# Hardest labels to clean off?



## g8keeper (Apr 2, 2012)

Just figured i'd start kind of a fun thread. I know most of us have or do do this. When we go to bottle, we have commercial wine bottles we recycle, so just out of curiosity, what are some of the brands wjose labels you have had the hardest time cleaning off your bottles? I would have to say the hardest ones I've come across so far are Jacob's Creek, and Yellow Tail. Especially with the Jacob"s, it seems like the front part of the paper label floats off relatively easily after a good soak in a hot B-brite bath, but the underlying paper, and of course the adhesive layer, seem to probably be the most stuuborn to remove. so once again, what are some the worst commercial labels you've ever had to remove?


----------



## Rocky (Apr 2, 2012)

Ken, I can't name the brands, but _in general_ I have found that the Australian wine labels are the toughest to remove. It has caused me to wonder what they use to make glue...Koalas, Kanagroos? It can really be difficult to remove every last vestige of the glue. As you say, sometimes it is easy to get the label off, but the glue remains on the bottle and has to be removed in a second operation.

▸ RECORD LIST:

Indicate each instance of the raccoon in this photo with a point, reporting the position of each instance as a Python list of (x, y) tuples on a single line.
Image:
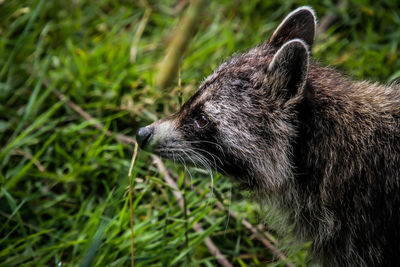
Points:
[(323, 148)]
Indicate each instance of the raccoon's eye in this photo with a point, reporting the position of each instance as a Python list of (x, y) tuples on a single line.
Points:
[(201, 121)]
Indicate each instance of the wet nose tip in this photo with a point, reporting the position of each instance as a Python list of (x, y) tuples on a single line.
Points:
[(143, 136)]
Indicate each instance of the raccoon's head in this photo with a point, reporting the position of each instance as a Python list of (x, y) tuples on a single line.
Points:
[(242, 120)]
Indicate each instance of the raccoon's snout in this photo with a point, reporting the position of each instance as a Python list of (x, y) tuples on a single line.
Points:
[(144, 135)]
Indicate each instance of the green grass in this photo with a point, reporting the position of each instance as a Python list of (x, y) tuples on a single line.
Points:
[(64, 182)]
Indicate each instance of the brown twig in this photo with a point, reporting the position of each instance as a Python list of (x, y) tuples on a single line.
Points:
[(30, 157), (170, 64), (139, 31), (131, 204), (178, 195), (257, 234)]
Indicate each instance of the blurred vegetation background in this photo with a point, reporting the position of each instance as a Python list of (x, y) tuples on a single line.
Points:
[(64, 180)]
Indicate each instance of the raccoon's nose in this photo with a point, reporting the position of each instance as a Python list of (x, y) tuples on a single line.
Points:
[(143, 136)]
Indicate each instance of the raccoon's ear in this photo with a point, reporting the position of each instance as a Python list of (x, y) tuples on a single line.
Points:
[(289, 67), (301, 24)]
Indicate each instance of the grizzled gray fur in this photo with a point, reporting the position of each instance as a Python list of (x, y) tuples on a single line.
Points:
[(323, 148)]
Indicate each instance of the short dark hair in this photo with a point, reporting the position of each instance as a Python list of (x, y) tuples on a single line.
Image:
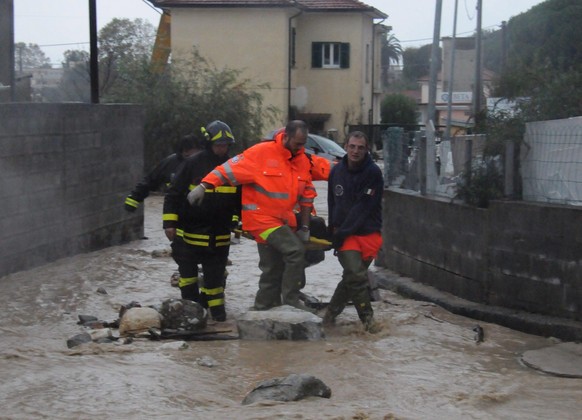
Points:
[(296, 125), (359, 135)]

...

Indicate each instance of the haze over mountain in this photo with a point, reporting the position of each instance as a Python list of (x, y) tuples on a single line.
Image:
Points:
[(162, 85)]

* * *

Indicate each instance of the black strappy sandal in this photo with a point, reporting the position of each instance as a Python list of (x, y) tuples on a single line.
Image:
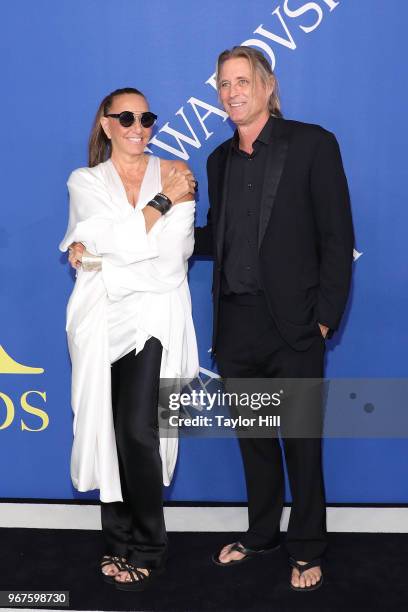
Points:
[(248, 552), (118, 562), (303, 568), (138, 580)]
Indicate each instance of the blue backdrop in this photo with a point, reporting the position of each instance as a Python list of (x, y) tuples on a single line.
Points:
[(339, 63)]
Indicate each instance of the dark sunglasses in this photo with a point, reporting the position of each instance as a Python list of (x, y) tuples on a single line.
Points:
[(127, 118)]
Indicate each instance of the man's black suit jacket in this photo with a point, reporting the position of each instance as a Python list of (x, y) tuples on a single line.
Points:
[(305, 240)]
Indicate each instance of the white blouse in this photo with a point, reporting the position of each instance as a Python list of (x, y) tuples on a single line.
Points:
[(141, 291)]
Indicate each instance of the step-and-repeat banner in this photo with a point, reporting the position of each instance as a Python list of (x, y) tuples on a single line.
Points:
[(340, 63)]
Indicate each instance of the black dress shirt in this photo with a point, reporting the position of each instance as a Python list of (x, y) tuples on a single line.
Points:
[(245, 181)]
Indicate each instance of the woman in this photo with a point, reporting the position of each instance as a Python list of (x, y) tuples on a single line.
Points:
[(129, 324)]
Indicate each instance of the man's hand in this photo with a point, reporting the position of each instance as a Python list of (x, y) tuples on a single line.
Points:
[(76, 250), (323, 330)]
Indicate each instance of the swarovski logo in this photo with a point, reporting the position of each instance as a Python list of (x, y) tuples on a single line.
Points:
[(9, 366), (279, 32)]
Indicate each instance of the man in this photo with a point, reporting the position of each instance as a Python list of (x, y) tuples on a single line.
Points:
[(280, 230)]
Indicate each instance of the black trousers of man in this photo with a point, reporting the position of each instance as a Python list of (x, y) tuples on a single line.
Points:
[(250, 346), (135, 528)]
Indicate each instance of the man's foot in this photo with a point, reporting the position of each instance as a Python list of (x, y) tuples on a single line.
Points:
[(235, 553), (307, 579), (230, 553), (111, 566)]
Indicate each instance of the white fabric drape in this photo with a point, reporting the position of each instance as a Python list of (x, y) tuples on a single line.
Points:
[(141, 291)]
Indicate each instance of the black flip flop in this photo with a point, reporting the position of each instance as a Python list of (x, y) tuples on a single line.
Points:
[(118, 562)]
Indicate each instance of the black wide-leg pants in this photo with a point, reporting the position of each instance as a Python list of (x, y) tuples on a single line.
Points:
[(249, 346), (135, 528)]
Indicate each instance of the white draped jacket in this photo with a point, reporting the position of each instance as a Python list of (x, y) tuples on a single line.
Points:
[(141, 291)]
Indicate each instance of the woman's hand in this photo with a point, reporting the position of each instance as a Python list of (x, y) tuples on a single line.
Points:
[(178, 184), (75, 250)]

▸ EXERCISE REQUIREMENTS:
In the wine-label thread above, which two brands does the first poster name as the hardest labels to remove so far?

▸ FINISHED ANSWER:
Jacob's Creek and Yellow Tail.